## start EXCERPTED RECORDS
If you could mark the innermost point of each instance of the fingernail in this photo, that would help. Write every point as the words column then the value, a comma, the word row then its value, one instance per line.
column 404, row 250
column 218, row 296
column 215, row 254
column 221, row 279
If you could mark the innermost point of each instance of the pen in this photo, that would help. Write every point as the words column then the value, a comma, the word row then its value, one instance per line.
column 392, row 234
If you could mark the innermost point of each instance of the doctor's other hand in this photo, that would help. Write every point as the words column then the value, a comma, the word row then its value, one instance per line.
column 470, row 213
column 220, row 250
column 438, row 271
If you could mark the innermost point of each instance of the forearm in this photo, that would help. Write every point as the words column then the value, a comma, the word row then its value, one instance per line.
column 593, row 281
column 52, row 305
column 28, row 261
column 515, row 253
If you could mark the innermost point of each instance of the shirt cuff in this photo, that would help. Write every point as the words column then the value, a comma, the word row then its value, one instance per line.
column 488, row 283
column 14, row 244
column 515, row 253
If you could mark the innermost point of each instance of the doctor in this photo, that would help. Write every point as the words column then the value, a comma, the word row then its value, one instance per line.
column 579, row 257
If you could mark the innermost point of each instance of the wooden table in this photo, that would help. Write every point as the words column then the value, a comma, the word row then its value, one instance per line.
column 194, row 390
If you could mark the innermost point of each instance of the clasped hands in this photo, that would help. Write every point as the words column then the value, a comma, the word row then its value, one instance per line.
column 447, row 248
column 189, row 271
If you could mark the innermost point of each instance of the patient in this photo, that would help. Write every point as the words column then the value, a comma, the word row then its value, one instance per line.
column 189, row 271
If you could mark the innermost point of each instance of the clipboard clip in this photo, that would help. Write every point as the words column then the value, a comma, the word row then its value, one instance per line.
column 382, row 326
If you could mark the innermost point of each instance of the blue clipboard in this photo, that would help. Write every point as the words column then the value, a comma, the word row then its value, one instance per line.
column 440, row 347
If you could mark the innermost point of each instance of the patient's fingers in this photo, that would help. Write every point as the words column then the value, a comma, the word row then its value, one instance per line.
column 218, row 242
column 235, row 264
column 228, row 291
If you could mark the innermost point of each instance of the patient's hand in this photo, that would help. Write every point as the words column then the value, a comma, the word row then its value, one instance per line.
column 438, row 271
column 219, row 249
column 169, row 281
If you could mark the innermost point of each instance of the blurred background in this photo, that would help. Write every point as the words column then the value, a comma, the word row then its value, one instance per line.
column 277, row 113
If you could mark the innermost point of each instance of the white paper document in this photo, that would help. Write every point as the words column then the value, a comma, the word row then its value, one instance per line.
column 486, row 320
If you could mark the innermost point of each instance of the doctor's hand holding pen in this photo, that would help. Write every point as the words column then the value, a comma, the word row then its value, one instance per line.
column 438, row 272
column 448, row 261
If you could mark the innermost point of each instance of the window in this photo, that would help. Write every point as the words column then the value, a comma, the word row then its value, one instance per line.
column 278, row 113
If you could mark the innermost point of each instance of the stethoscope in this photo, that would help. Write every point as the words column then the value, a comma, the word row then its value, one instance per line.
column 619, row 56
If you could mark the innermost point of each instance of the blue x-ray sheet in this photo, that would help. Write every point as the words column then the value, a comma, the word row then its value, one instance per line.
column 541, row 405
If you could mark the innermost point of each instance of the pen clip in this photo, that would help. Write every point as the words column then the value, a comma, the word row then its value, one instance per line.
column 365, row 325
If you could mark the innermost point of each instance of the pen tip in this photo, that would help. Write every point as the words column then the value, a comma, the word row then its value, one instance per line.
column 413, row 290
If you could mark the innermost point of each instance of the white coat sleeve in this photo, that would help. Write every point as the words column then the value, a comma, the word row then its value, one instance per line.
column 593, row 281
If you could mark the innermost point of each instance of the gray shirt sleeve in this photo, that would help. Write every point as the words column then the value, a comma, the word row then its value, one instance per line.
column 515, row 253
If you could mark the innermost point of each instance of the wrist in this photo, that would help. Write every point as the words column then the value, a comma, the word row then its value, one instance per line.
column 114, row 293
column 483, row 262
## end EXCERPTED RECORDS
Could you swap "innermost" for "central" everywhere in the data above, leaving everything else unchanged?

If you could mark the central point of each instance of the fingernail in this photo, that would help. Write every point as the words column then the value, a comma, the word row then its value, one instance per line.
column 404, row 250
column 218, row 296
column 215, row 254
column 221, row 279
If you could mark the central point of each instance of the pen in this photo, that would help. Write every point as the words column then the value, a comma, the word row then its value, one instance per line.
column 392, row 234
If you could mark the central point of each instance of the doctor's other hand in this photo, that would help. Write every point as the words column then the value, a comma, the word row then its value, one instance per line.
column 470, row 213
column 220, row 250
column 438, row 271
If you could mark the central point of each instance of the forearm in this photo, that would help. Write every point as the words column then the value, a comma, the word row then its value, one instance per line.
column 593, row 281
column 52, row 305
column 28, row 261
column 515, row 253
If you could mark the central point of each instance of the shirt cuff in this photo, that would help. Write every point as the words column then the value, a comma, the word row then its value, one instance per line.
column 488, row 283
column 14, row 244
column 515, row 253
If you could mark the central point of each instance of the doctor in this photo, that would help. Write every point as the words column then the value, a comma, the word row then its value, one instance per line.
column 579, row 257
If you could mark the central point of each instance of the wooden table in this photo, that would help. Write every point as the words column then the value, a comma, the word row then its value, one instance per line.
column 194, row 390
If you could mark the central point of each instance of the clasped hands in this photo, that would help. Write every point as the words column then the value, a comma, the word row then its value, one instance per line.
column 447, row 248
column 189, row 271
If you could mark the central point of each instance of the patient in this photo, that would help. Write every point as the words column then the value, a comma, the word row then its value, one instance per line.
column 189, row 271
If you could mark the central point of each instance of the clipboard clip in this photo, that would help. Write every point as the words column then the value, a comma, the word row then its value, one instance per line.
column 382, row 326
If you could mark the central point of each instance of the blue clipboard in this photo, that would help. Write every point as the words column then the value, a comma, the word row then its value, one instance per line.
column 440, row 347
If you could mark the central point of each instance of the patient's fingers in this photo, that would help. Write every point as the words column then the value, a comma, the word row then its value, one instance per line.
column 218, row 242
column 235, row 264
column 228, row 291
If you could mark the central point of each instance of the patient's hand in this photo, that would help. Write every point as the words column then the value, a comma, the word row then its value, one instance per line.
column 438, row 271
column 219, row 249
column 169, row 281
If you could mark the central point of each instance of the blurred background in this photo, that would help. Write every point as the words column then the value, a comma, the word row then its value, one instance per line.
column 277, row 113
If you could mark the central point of each instance of the white paper document in this photo, that would help. Write every point as the words column then the value, a comma, the word row then its value, one instance per line.
column 486, row 320
If you could mark the central point of each instance of the doctor's hand holding pen in this photo, that would help. Write every point as the words column then the value, a comma, the word row then its value, one instance per line.
column 438, row 272
column 448, row 261
If you could mark the central point of each instance of the window in this photo, that would help. Write every point as the words column then the value, a comma, the word row then its value, one instance per line.
column 278, row 113
If you could mark the central point of each instance of the stethoscope in this photo, that would help. Write every point as the words column then the value, a comma, the word row then its value, one instance per line.
column 619, row 56
If you could mark the central point of each instance of the blue x-ray sheet in this photo, that would help. Write every point as the words column then the value, a comma, the word row then its value, one instance per line.
column 541, row 405
If you could mark the central point of each instance of the pen clip in this photo, that would help. Write every point as the words column then the value, a comma, the word row then its value, one instance per line.
column 365, row 325
If you could mark the central point of each instance of the pen tip in this photo, that would help. Write every point as the words column then the value, a comma, the word row then its value, one instance per line.
column 413, row 290
If you could mark the central point of each instance of the white coat sleeve in this photo, that would help. Write every point as the words column then the value, a comma, the word row then its value, one instance per line.
column 593, row 281
If you could mark the central point of each instance of the gray shirt sleeve in this photo, that would help. Write every point as the words column then the value, a comma, the word row then its value, one instance per line.
column 515, row 253
If you could mark the central point of each instance of the wrist in this photo, that would help. Write every point as the words column then the value, a comma, the word row then its value, one instance per line.
column 114, row 293
column 483, row 262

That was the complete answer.